__PROBLEMS TO WORK ON__:
• A. In the forum thread about sportbike riders, what is the earliest study cited as backing up the claim?
• B. Pick up the forum thread about sportbike riders and continue it from its final sentence.

__EXTRACTED TEXT__:
--------------------
I STRONGLY disagree. I regularly see people on crotch rockets driving irrationally, excessively speeding, weaving in traffic, and the like. There seems to be this idea that just because they CAN fit, means they SHOULD. Just last week I had a middle aged guy, no helmet, ride his sport bike between my car and another, right up the lane dividing line. Probably had 4-5 inches of clearance on either side.

I know this isn't all bikers, and I admit that I can't remember the last time I've seen a dude on a Harley acting like that, but there seems to be a mentality that goes along with sport bikes and their owners.


----------



## Shishkabob (May 22, 2012)

dbo789 said:


> I STRONGLY disagree.


  Disagree all you want, the studies on the topic back it up, from the original 1981 Hurt Report, to the more recent ones released on the matter of motorcycle crashes.  



> I know this isn't all bikers, and I admit that I can't remember the last time I've seen a dude on a Harley acting like that, but there seems to be a mentality that goes along with sport bikes and their owners.



Granted, this part is going to be as anecdotal as your post, but speaking from a professional standpoint as a Paramedic, and a personal view as a motorcycle rider who rides said 'crotch rocket', sportbike riders tend to be the safer rides.

Sure, you won't see too many cruiser ("Harley") riders popping wheelies and weaving through traffic, BUT you are more likely to see a sportbike rider wearing ATLEAST a helmet, if not a full contingent of protective gear, than you are to see a cruiser rider wearing the same gear.  Next time you are out driving, keep tab of how many sportbikes vs cruiser have helmets, jackets, suits, gloves, boots, etc etc, and I can all but guarantee that sportbike riders will be in the majority.

On top of that, sportbikes are built for high performance, built for quick turns, and built for quick stopping.



I ride a sportbike.  I don't ride like an idiot.  I ride with friends who ride on sportbikes, and they don't do it either.  If we have someone join our group and they try that, we don't ride with them.  There are sportbike groups in the DFW area who do the same thing.


----------



## CANDawg (May 22, 2012)

Linuss said:


> I ride a sportbike.  I don't ride like an idiot.  I ride with friends who ride on sportbikes, and they don't do it either.  If we have someone join our group and they try that, we don't ride with them.  There are sportbike groups in the DFW area who do the same thing.



My goal wasn't to imply that all sport bike owners are like that, but I do still think that there is a high percentage of people that choose sport bikes specifically so they can experience the 'thrill' of taking chances on the road.
--------------------
__DATASET EXTRACT__:
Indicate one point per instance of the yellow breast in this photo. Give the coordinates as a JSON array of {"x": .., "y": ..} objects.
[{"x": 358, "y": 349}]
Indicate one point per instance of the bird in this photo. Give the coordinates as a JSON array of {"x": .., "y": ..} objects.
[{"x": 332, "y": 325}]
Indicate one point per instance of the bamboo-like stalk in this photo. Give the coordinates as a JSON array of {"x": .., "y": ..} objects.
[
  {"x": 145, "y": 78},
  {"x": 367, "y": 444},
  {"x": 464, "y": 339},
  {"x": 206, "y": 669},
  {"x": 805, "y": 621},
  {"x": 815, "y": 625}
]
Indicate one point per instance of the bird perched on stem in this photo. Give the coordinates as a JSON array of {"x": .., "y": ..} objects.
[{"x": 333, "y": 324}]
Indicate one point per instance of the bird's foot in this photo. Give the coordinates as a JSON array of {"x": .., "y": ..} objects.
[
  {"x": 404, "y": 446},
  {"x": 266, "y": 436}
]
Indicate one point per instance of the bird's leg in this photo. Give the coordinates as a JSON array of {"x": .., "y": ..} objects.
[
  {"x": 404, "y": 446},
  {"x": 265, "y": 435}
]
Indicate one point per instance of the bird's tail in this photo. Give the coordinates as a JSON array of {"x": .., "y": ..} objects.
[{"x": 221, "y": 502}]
--------------------
__ANSWERS TO THIS EXERCISE__:
• A. The original 1981 Hurt Report.

• B.
If you purchase a bike because of its "high performance", "quick turns", and "quick stopping", you're likely going to want to use those features. I think there's just an unfortunate number of riders that think the appropriate place to do that is in the middle of a busy freeway, rather than somewhere a bit more purpose-built. (Same could be said for owners of sports cars, by the way. Why do you think insurance is way more for a $50,000 sports car than a high end $50,000 minivan?)

Ultimately, I think that it motorcycling licensing should include a mandatory review of the increased dangers. Plain and simple, you're not as safe on a motorcycle as you are in a car. Perhaps a few photos of some severe trauma caused by bike accidents would spur some people to protect themselves by thinking a bit more about how they drive.


----------



## Shishkabob (May 22, 2012)

dbo789 said:


> If you purchase a bike because of its "high performance", "quick turns", and "quick stopping"


  So why don't you drive a semi?  It's safer than a car, isn't it?




> you're likely going to want to use those features.


  You can use those feature, even on a public road, and still ride safely and legally.


If someone drives a 2-door coupe car, do you automatically think they are a speedfreak street racer who swerves in and out of traffic?  Because that's how you're labeling sportbike riders just because of what they ride.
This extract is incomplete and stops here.